Task brief:
Copy the lines below word for word, from the very first one up to and including the line with "an outline is".

Supplied material:
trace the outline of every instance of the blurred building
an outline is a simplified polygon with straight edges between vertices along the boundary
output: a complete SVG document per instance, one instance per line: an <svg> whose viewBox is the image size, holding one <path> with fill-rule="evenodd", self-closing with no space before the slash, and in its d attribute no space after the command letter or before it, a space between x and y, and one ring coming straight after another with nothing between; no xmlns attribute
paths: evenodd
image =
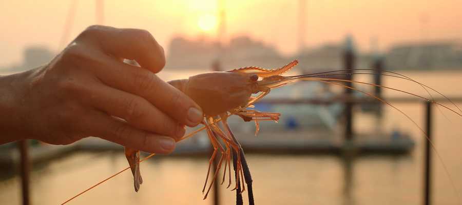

Answer to the problem:
trace the outline of every instance of the blurred building
an outline is a simplified polygon with straight edges between vertices along the boundary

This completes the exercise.